Exercise aim
Each record must be reproduced exactly as it is shown.

Dataset excerpts on object pointing
* START *

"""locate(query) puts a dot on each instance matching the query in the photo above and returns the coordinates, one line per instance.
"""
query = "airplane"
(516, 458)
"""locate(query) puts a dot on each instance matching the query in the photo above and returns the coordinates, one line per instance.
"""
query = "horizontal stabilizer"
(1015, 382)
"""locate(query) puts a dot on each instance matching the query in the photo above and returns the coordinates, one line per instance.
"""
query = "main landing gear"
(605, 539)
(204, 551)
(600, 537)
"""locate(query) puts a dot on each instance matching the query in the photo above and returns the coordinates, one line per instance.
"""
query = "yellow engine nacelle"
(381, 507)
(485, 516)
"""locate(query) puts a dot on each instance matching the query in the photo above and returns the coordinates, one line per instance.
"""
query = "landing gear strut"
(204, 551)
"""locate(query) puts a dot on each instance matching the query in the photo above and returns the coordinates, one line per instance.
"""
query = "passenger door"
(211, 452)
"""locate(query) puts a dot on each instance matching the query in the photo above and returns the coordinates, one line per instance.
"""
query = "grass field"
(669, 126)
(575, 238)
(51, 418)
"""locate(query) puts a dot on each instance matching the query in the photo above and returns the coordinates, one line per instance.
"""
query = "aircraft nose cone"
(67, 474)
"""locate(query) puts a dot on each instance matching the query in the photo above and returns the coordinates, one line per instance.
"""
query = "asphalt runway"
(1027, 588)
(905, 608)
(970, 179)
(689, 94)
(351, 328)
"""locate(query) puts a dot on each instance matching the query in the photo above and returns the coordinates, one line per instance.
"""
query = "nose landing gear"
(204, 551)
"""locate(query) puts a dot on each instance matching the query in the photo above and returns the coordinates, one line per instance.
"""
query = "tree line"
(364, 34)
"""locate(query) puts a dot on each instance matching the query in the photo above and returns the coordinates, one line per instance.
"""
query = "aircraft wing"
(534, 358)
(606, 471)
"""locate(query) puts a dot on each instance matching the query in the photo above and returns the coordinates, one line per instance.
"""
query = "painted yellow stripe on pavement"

* END *

Written response
"""locate(query) puts a dot on each instance matching the query in the photo above and returns the coordinates, one line per instance.
"""
query = "airplane"
(516, 458)
"""locate(query) puts a dot on each instance matching the query in the photo above and returns the coordinates, one line per instance.
"""
query = "horizontal stabilizer"
(1015, 382)
"""locate(query) puts a dot on each instance matching the query in the photo above and returns the coordinates, one line per instance.
"""
query = "main landing gear"
(605, 539)
(204, 551)
(600, 537)
"""locate(query) puts a dot on each instance matching the query in the photo above and returns the coordinates, one line per instance.
"""
query = "yellow engine nacelle"
(381, 507)
(485, 516)
"""locate(query) puts a dot on each instance matching the query in the photo above and returns the coordinates, one line per instance.
"""
query = "landing gear strut"
(204, 551)
"""locate(query) puts a dot on each instance matching the query in the photo above and returns the coordinates, one line per instance.
"""
query = "passenger door"
(211, 452)
"""locate(query) puts a dot on each instance matching the query in the photo above and returns the coordinates, one line per instance.
"""
query = "grass field"
(669, 126)
(575, 238)
(51, 418)
"""locate(query) puts a dot on each instance matching the query in the photo above and returns the coordinates, one line per instance.
"""
query = "aircraft nose cone"
(67, 474)
"""locate(query) puts a dot on each instance matching the query in the photo above and returns the coordinates, one line per instance.
"""
query = "asphalt runway"
(1027, 588)
(905, 608)
(970, 179)
(689, 94)
(351, 328)
"""locate(query) puts a dot on each instance matching the query in the photo above and returns the coordinates, one line per instance.
"""
query = "nose landing gear"
(204, 551)
"""locate(query) puts a dot on each instance matching the query in the photo above and returns the coordinates, one line per instance.
"""
query = "tree line"
(364, 34)
"""locate(query) puts a dot on each instance matching the query in the photo above and returns the coordinates, one line per instance.
"""
query = "aircraft wing"
(534, 358)
(606, 471)
"""locate(query) puts a dot on each instance matching the query in the photo above and returns the coordinates, one line per instance.
"""
query = "painted yellow stripe on pavement"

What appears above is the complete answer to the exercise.